→ **Work instruction 1**:
Summarize the North Sea well screening text in three sentences.
→ **Work instruction 2**:
Write the next part of the well screening text, picking up after its final sentence.

→ **Supplied text**:
::::
Singling out the candidates
A recent study provided by Schlumberger in the North Sea illustrated the results of the screening process offered with CBR, Elphick said.
There, a field contained nearly 100 wells with water cuts ranging from 20% to 90%, with a field average of 60%. Elphick said the scoping study made the following determinations:
• 15 wells were subsea, requiring a rig for intervention, and six had production tree or "fish-in-hole" problems, making intervention difficult;
• of the remaining 85 wells, 25 had corroded tubulars, increasing intervention risk;
• of the remainder, 25 wells had significant potential for additional productivity if the water cut were to be reduced; and
• of these, 15 wells had solvable problems consisting of casing leaks, flow behind pipe, bottom water, high-permeability layers without cross flow, or fractures from injector to producer.
The results, Elphick said, identified primary candidate wells to take through the second phase of the intervention process - developing a solutions plan. From there, mechanical, fluid and completion solutions were developed.
::::
→ **Dataset excerpts**:
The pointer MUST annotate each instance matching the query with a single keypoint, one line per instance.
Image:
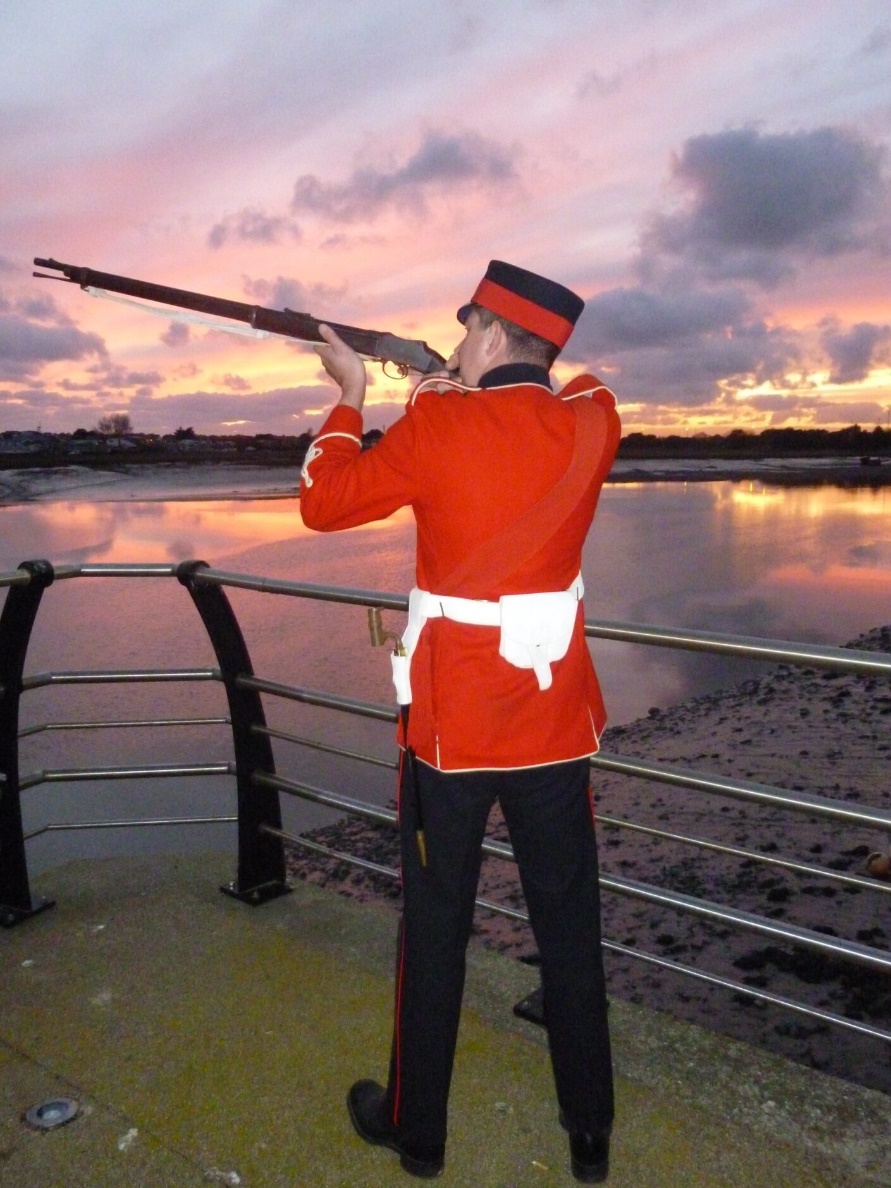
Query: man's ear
(495, 340)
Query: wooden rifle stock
(406, 354)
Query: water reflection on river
(788, 563)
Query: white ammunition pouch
(535, 629)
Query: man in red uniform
(504, 478)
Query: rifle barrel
(405, 353)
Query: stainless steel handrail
(738, 987)
(842, 659)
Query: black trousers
(549, 816)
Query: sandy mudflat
(163, 481)
(798, 728)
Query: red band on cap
(524, 313)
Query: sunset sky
(713, 178)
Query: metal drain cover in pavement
(55, 1112)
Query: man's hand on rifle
(345, 367)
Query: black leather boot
(367, 1107)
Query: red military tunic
(469, 462)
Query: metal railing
(261, 839)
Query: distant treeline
(769, 443)
(273, 449)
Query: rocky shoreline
(816, 731)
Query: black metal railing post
(261, 855)
(16, 625)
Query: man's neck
(507, 374)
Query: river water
(801, 563)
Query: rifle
(405, 354)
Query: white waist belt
(536, 629)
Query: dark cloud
(114, 376)
(177, 334)
(854, 352)
(26, 345)
(285, 292)
(278, 410)
(253, 226)
(758, 203)
(441, 163)
(687, 347)
(596, 83)
(630, 318)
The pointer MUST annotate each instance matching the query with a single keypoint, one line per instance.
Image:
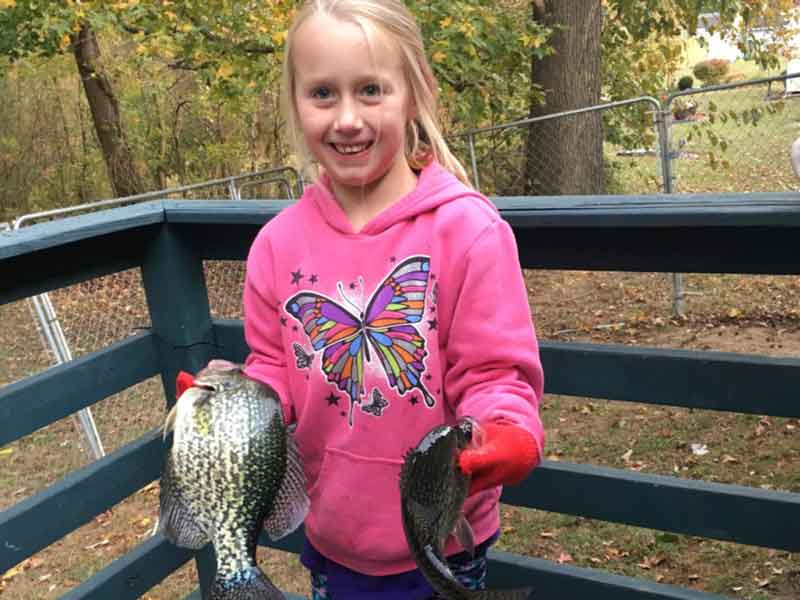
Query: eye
(321, 93)
(371, 89)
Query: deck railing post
(177, 298)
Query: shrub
(711, 72)
(685, 83)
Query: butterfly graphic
(377, 405)
(435, 294)
(303, 359)
(387, 326)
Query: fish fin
(176, 520)
(250, 584)
(440, 565)
(291, 503)
(169, 421)
(464, 535)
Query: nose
(348, 117)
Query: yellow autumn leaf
(225, 70)
(279, 37)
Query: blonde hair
(424, 139)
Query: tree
(565, 156)
(47, 29)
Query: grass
(726, 312)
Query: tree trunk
(565, 155)
(104, 106)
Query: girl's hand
(507, 455)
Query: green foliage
(685, 83)
(481, 55)
(711, 72)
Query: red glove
(506, 455)
(183, 382)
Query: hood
(435, 186)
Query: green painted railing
(745, 233)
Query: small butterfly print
(378, 404)
(303, 360)
(388, 326)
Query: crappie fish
(432, 490)
(232, 466)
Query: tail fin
(517, 594)
(251, 584)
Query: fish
(232, 466)
(432, 493)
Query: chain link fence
(725, 138)
(67, 323)
(610, 148)
(734, 137)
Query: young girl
(388, 300)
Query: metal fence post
(663, 121)
(475, 178)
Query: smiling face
(353, 104)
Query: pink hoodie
(438, 273)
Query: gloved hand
(183, 382)
(506, 455)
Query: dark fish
(433, 490)
(232, 467)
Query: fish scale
(232, 464)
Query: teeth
(349, 149)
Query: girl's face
(353, 104)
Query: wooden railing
(743, 233)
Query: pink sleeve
(494, 372)
(262, 330)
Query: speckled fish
(432, 490)
(232, 466)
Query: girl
(388, 300)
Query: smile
(351, 148)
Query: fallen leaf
(99, 544)
(699, 449)
(564, 557)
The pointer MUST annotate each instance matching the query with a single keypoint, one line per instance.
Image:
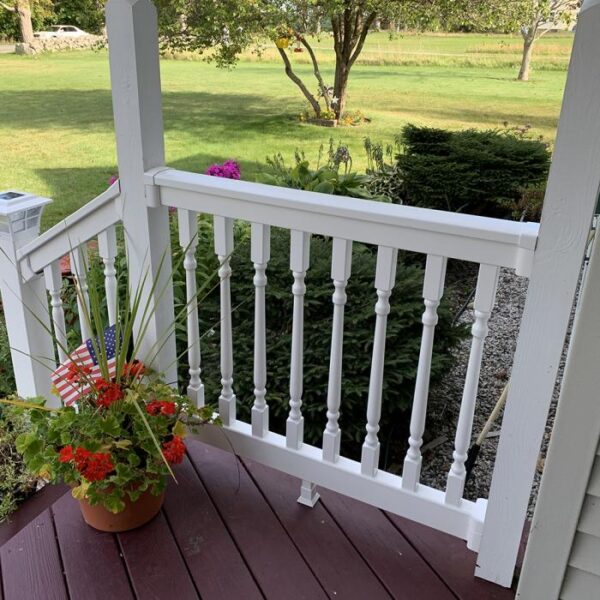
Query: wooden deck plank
(91, 559)
(277, 565)
(451, 560)
(338, 566)
(212, 558)
(403, 571)
(30, 509)
(31, 564)
(154, 564)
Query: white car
(60, 31)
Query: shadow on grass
(244, 115)
(65, 184)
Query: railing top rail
::::
→ **Exercise answer 1**:
According to Elphick, a Schlumberger scoping study of a North Sea field with nearly 100 wells, whose water cuts averaged 60%, set aside wells that were subsea, had tree or fish-in-hole problems, or had corroded tubulars. Of the wells that remained, 25 had significant potential for added productivity if water cut were reduced, and 15 of those had solvable problems such as casing leaks, flow behind pipe or bottom water. These results identified primary candidate wells for the second phase, developing a solutions plan, from which mechanical, fluid and completion solutions were developed.

→ **Exercise answer 2**:
"The solutions spectrum was ranked by risk, cost and benefit using quantitative risk analysis," he said. "Solutions ranged from 'quick hit and rapid pay' to longer-duration 'high cost with higher pay' solutions." From that point, he said, Schlumberger worked jointly with the operator's asset team to identify the most cost-effective, lowest risk and highest value treatment option for each candidate well.
"Consequently, the chosen solution for each well was fully engineered for final submission and peer review prior to execution," said Elphick.
Finally, he said, to maximize fieldwide cost reductions, surface-related water services should be included in the screening process.
"An integrated solution is often a combination of borehole, reservoir-scale and surface systems," he said. "Surface facilities may contribute up to 25% reduction in overall water-handling costs."
What's ahead?
"Most water management is applied reactively to mature assets," said Elphick. "This is due to many factors, but primarily because there is a large number of mature fields that require immediate reactive attention. However, many water management principles can, and should, be used at the field development plan stage to optimize economic benefits."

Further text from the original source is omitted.